[Items listed in a dataset]
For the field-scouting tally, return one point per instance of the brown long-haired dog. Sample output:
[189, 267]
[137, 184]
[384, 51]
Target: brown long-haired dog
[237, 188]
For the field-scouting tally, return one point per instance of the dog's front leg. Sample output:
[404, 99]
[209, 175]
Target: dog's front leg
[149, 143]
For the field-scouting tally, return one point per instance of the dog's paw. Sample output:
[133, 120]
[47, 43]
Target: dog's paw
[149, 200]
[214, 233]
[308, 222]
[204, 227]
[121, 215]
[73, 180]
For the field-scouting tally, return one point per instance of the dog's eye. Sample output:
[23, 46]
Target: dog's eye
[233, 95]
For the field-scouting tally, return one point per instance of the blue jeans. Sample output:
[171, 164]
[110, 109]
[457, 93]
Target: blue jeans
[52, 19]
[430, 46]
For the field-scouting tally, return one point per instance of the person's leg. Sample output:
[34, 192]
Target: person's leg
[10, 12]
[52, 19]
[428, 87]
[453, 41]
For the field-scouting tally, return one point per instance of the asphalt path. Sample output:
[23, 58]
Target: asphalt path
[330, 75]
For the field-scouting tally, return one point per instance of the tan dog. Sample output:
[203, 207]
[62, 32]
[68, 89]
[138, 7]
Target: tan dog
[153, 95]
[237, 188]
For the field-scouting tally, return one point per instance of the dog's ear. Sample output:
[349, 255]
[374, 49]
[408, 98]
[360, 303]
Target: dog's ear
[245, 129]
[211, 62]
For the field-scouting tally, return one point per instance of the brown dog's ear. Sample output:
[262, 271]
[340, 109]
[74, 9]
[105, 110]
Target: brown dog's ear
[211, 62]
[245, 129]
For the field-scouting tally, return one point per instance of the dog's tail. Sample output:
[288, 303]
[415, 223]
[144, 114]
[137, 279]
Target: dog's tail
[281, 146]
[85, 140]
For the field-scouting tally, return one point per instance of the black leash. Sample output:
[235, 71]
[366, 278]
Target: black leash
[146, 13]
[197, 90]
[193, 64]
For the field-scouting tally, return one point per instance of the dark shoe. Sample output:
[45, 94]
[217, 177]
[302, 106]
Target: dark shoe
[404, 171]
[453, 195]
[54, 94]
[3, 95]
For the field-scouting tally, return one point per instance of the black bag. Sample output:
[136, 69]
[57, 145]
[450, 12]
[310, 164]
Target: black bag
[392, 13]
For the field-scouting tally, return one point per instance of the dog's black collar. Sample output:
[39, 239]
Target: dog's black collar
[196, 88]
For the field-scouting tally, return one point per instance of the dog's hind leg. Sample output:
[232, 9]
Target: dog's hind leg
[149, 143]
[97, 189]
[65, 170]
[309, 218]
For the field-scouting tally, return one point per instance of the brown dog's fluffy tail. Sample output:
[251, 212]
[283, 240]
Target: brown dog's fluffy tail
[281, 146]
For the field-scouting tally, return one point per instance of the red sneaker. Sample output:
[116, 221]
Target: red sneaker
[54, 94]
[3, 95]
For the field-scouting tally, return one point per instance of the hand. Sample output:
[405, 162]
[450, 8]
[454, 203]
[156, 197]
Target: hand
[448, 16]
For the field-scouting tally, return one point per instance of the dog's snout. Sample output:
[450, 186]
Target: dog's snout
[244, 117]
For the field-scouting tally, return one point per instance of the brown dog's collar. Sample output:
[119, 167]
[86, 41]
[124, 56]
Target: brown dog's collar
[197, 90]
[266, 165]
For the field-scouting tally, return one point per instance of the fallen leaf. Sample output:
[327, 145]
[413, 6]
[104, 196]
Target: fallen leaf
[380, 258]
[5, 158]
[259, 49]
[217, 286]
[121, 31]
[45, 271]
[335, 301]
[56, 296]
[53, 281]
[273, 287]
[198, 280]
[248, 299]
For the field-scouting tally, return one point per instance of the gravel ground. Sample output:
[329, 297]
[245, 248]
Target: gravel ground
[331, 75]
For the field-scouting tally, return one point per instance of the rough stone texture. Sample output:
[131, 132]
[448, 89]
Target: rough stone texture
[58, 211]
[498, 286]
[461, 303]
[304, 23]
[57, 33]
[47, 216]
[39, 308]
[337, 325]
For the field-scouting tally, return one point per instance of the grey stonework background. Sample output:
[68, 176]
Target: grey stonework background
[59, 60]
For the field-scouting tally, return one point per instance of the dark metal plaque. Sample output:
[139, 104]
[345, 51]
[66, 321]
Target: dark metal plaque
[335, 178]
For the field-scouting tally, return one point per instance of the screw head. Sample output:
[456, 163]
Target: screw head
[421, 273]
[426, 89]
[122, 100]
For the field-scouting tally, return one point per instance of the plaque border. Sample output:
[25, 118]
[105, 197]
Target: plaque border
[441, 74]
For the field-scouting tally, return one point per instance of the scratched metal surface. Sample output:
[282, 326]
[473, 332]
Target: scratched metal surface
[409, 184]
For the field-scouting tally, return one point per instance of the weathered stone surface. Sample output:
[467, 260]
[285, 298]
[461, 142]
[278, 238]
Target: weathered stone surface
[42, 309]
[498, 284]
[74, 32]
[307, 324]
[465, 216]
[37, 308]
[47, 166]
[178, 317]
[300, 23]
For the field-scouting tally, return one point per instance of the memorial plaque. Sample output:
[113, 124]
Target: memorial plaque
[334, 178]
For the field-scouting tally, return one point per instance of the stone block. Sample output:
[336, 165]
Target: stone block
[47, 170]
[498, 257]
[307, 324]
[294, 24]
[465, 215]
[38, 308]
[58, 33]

▸ **EXERCISE DETAILS**
Beginning at the line that contains "of the plaque", retype each line of the listing up to and including the last one, exactly as it stands, and nothing else.

▸ **FINAL RESULT**
For the field-scouting tally, return one point per instance of the plaque border. Sample output:
[25, 118]
[105, 197]
Target: plaque border
[441, 74]
For the field-scouting tally, return one point per instance of the scratched metal surface. Sample output:
[282, 326]
[473, 332]
Target: scratched metal surface
[409, 184]
For the field-scouting tally, return one point per instance of the weathered stone surface. Sample output:
[467, 260]
[285, 298]
[461, 142]
[278, 238]
Target: weathered stone surface
[42, 309]
[498, 284]
[74, 32]
[307, 324]
[465, 216]
[37, 308]
[47, 166]
[178, 317]
[300, 23]
For the field-scouting tally, return one point per instance of the memorial plaque. Sample output:
[113, 124]
Target: memorial plaque
[334, 178]
For the field-scouting tally, return one point per instance of the stone block. Sample output:
[336, 165]
Target: stone block
[47, 170]
[498, 257]
[307, 324]
[294, 24]
[465, 215]
[38, 308]
[58, 33]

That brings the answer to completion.